PROBLEM - Repeat the data below word for word.

##### DATA FOR THIS TASK

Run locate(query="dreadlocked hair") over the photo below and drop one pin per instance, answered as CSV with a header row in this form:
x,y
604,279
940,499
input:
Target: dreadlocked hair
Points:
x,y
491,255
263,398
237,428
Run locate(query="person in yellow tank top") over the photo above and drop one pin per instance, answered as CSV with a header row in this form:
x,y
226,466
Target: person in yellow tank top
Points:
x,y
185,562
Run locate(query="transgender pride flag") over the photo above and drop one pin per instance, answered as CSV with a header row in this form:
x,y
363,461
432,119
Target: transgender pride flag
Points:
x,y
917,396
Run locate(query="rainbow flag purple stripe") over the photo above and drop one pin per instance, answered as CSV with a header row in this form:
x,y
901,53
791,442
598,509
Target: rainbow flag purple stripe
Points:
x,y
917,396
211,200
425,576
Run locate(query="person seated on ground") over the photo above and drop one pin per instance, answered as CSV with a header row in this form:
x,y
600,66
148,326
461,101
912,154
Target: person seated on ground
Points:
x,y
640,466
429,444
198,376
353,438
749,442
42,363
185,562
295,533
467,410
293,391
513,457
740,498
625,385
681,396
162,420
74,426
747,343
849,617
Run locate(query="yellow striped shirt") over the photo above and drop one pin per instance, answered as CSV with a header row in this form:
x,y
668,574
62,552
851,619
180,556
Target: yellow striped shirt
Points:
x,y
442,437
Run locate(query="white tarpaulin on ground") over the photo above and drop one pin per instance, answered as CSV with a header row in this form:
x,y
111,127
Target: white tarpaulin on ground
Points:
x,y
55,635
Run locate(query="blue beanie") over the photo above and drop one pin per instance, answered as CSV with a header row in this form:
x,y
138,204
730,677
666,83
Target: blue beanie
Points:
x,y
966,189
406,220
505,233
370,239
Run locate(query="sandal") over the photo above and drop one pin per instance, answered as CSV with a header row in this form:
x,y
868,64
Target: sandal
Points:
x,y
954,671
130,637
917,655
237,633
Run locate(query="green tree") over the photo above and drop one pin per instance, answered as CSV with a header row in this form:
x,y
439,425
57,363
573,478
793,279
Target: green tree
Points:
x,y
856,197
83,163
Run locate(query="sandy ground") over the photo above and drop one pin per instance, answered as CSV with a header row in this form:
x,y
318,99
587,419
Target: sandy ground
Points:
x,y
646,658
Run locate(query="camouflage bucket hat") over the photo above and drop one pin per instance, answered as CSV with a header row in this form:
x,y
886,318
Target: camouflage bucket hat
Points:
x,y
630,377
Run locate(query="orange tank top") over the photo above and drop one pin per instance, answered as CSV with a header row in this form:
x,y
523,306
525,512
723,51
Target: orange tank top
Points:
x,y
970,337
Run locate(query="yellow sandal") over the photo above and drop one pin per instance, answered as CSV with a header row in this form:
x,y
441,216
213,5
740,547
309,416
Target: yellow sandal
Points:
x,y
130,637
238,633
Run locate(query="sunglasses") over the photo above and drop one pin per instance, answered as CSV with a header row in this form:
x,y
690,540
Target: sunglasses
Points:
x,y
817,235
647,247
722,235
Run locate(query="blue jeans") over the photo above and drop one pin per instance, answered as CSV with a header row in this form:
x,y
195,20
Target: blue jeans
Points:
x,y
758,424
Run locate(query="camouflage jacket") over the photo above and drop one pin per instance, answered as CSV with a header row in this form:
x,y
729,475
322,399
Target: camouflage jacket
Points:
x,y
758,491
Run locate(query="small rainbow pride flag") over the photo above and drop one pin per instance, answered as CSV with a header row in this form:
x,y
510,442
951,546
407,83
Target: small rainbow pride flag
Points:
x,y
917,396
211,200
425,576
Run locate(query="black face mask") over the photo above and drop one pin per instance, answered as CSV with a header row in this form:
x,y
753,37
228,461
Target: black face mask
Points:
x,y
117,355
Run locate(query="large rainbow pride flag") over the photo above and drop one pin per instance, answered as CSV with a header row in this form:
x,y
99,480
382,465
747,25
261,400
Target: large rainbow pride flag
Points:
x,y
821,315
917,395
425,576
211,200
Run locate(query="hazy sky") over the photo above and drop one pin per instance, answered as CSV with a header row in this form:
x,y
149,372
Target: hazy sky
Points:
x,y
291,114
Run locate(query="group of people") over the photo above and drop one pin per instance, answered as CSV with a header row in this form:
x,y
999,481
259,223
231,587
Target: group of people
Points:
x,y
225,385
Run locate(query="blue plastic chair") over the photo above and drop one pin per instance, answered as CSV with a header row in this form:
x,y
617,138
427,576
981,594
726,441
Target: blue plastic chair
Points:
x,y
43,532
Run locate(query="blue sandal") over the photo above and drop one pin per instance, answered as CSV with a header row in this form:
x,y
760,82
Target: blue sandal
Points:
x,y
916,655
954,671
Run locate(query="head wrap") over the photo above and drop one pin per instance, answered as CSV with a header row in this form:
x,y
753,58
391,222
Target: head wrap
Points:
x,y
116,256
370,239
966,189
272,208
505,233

##########

WRITTEN REPLY -
Run locate(query="dreadlocked hair") over the photo below and drop one pin per instance, answered as CSV with a header row in this form:
x,y
604,279
940,499
input:
Target: dreadlocked hair
Points:
x,y
491,255
263,398
237,428
Run locate(query="person in yellow tank top") over the photo above and drop one pin per instance, answered as CSV with a header row in this form:
x,y
226,466
Target: person in yellow tank top
Points:
x,y
185,562
Run locate(query="transgender pride flag") over the photo above and drop one pin per instance, answered as CSV with a header row in this form:
x,y
363,461
432,119
Target: transgender pride flag
Points:
x,y
917,396
Run locate(query="rainbow flag purple stripe") over the photo above and drop one pin per instance, answered as CSV with a header row in this form:
x,y
901,53
791,442
598,509
Target: rainbow flag purple stripe
Points:
x,y
917,396
211,200
425,576
Run locate(query="person seated on ground") over the photo above and drop one pin per instance, answered as CSV with a header row in this form:
x,y
600,66
148,326
461,101
912,154
Target: person seated on ground
Points:
x,y
640,466
429,444
198,376
353,438
749,442
42,363
185,562
295,533
467,410
293,391
513,457
740,498
625,385
681,396
162,420
74,426
747,343
849,617
Run locate(query="yellow striped shirt") over the photo above and drop one pin per instance, answered as CSV with a header row in this form:
x,y
668,574
62,552
851,619
180,556
Target: yellow striped shirt
Points:
x,y
442,437
Run locate(query="white tarpaulin on ground") over the photo above and drop one pin per instance, answered as CSV with a header row in this form:
x,y
111,127
Target: white tarpaulin on ground
Points:
x,y
55,635
Run locate(query="blue beanie") over the photo above and drop one pin per instance, answered as CSV with a header row in this form:
x,y
138,204
730,677
666,83
Target: blue beanie
Points:
x,y
966,189
406,220
505,233
370,239
Run locate(query="sandal") over the photo above and drop one pin per instance, answered as CSV with a header row in this form:
x,y
868,64
Target: sandal
Points:
x,y
954,671
130,637
917,655
237,633
Run locate(query="green tree") over the photo above and drop one pin per instance, answered as CSV with a header row in this form:
x,y
439,425
57,363
573,478
793,279
Target: green tree
Points:
x,y
856,197
83,163
Run locate(query="sandy ground") over the photo above and drop one pin per instance, answered as CSV with a header row in this form:
x,y
318,99
587,419
Target: sandy ground
Points:
x,y
646,658
Run locate(query="camouflage bucket hat") over the photo above and drop one pin per instance, answered as CSV with a header row in this form:
x,y
886,318
Target: camouflage bucket hat
Points:
x,y
630,377
Run locate(query="orange tank top") over the photo above and drop one pin per instance, answered as CSV with a header row in this form:
x,y
523,306
525,512
723,51
Target: orange tank top
Points:
x,y
970,337
Run locate(query="yellow sandal") over the photo above and drop one pin per instance, answered as CSV with a header row in this form:
x,y
441,216
213,5
740,547
309,416
Target: yellow sandal
Points:
x,y
130,637
238,633
Run locate(query="sunglasses") over the photo above and drop one pin per instance, answered as CSV with a header row in this form:
x,y
690,540
Target: sunglasses
Points:
x,y
817,235
647,247
722,235
Run locate(query="blue jeans") over the photo above and drop one pin per instance, answered as CSV with a header row in this form:
x,y
195,20
Target: blue jeans
Points:
x,y
758,424
Run locate(query="camouflage jacket") over the photo above and drop one pin per instance, answered as CSV with a header row in this form:
x,y
729,475
322,399
Target: camouflage jacket
Points:
x,y
758,491
Run locate(query="small rainbow pride flag") over the photo above and drop one pin per instance, answered as CSV with a header row in this form:
x,y
510,442
951,546
407,83
Target: small rainbow pride flag
Points:
x,y
917,396
211,200
425,576
Run locate(query="black face mask") over the photo above and drop one pin per instance, answered as CSV with a header row in this form:
x,y
753,37
228,461
Target: black face mask
Points:
x,y
117,355
Run locate(query="large rainbow pride flag") over the photo above and drop one pin per instance, answered as CSV with a header row in this form:
x,y
99,480
382,465
747,25
261,400
Target: large rainbow pride flag
Points:
x,y
821,315
917,395
425,576
211,200
Run locate(query="hazy sky") over the photo above and drop one pin per instance, answered as CSV with a header row in this form:
x,y
149,372
Target: hazy sky
Points:
x,y
291,114
Run locate(query="group of people") over the photo above and drop one pin per instance, answered as CSV with a header row in this form:
x,y
999,481
259,223
231,587
Target: group of people
Points:
x,y
225,385
Run locate(query="blue plastic chair") over the photo above and drop one pin per instance, answered as CSV with a header row in this form:
x,y
617,138
427,576
981,594
726,441
Target: blue plastic chair
Points:
x,y
43,532
Run locate(query="blue sandal") over the photo above and drop one pin per instance, answered as CSV with a header row in this form:
x,y
760,82
Target: blue sandal
Points:
x,y
916,655
954,671
Run locate(query="head wrap") over the photo above and drop one pin per instance, answered as CSV with a header row in this form:
x,y
753,58
391,222
Target: head wrap
Points:
x,y
116,256
370,239
966,189
272,208
505,233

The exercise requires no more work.